==== Data supplied ====

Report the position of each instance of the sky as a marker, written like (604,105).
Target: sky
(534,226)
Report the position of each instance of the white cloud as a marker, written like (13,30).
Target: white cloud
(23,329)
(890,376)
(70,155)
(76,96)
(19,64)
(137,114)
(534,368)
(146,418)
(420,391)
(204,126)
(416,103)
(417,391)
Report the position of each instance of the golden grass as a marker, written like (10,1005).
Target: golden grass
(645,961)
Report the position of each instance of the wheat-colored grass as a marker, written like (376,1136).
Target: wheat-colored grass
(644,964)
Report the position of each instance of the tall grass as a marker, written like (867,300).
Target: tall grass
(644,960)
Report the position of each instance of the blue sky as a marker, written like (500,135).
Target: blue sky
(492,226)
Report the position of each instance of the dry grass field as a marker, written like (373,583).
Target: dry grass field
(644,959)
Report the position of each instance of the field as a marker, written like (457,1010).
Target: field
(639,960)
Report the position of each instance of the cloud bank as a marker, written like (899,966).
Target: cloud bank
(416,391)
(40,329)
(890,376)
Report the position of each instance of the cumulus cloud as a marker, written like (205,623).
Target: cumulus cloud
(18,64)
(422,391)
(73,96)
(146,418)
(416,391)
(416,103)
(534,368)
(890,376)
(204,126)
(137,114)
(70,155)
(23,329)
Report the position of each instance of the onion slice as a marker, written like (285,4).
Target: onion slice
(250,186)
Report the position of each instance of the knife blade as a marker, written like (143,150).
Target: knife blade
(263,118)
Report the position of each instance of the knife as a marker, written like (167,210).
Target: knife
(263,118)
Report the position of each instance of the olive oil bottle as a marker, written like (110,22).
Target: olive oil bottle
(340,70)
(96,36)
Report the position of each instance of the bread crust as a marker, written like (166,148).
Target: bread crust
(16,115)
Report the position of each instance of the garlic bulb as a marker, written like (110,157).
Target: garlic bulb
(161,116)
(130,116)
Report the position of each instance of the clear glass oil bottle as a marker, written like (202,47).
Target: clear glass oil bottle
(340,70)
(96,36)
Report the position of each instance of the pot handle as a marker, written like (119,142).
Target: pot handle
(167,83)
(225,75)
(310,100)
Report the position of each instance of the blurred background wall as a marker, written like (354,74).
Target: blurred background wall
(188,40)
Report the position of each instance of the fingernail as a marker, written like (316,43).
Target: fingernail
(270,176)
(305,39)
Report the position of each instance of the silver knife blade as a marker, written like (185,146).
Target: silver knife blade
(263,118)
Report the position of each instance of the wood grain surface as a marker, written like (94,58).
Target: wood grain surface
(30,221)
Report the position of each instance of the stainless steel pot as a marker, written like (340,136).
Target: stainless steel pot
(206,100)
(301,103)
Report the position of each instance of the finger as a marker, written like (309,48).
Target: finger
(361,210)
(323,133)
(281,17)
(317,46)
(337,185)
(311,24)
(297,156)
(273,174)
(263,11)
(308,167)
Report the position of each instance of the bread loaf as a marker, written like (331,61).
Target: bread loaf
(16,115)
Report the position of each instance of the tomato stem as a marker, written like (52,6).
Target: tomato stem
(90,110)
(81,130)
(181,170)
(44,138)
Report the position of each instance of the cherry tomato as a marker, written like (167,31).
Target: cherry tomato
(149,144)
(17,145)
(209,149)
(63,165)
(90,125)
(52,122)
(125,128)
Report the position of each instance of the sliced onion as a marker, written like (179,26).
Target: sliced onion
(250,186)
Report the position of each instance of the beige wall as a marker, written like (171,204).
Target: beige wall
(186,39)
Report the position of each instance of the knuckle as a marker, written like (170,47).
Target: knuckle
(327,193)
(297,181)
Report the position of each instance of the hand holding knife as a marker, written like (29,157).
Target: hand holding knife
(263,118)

====

Your task is to transcribe the line containing "Report the position of each instance of the finger as" and every line after it, through the last line of the data, exactly as written and with nothing more.

Final answer:
Report the position of each instance of the finger as a marker, written like (309,48).
Target: finger
(361,210)
(323,133)
(281,17)
(317,46)
(337,185)
(311,24)
(297,156)
(273,174)
(263,11)
(308,167)
Report the position of each instance of the bread loaf as a marker, written like (331,61).
Target: bread loaf
(16,115)
Report the position of each instance of the tomato stem as a marker, written like (52,6).
Target: tomato stem
(90,110)
(81,130)
(181,170)
(44,138)
Report the position of each instance of the cherry tomato as a marker, written like (167,31).
Target: cherry tomato
(149,144)
(17,145)
(209,149)
(63,165)
(90,125)
(52,122)
(125,128)
Report the position of each instance of the sliced onion as a marker, written like (179,26).
Target: sliced onion
(250,186)
Report the position of each instance of the beige wall as a marker, written like (171,204).
Target: beige wall
(186,39)
Report the position of each instance of the knuckle as a marker, written like (170,47).
Target: knuckle
(327,193)
(297,181)
Report the position of each instance of the hand holding knife as a marker, written like (29,157).
Target: hand holding knife
(263,118)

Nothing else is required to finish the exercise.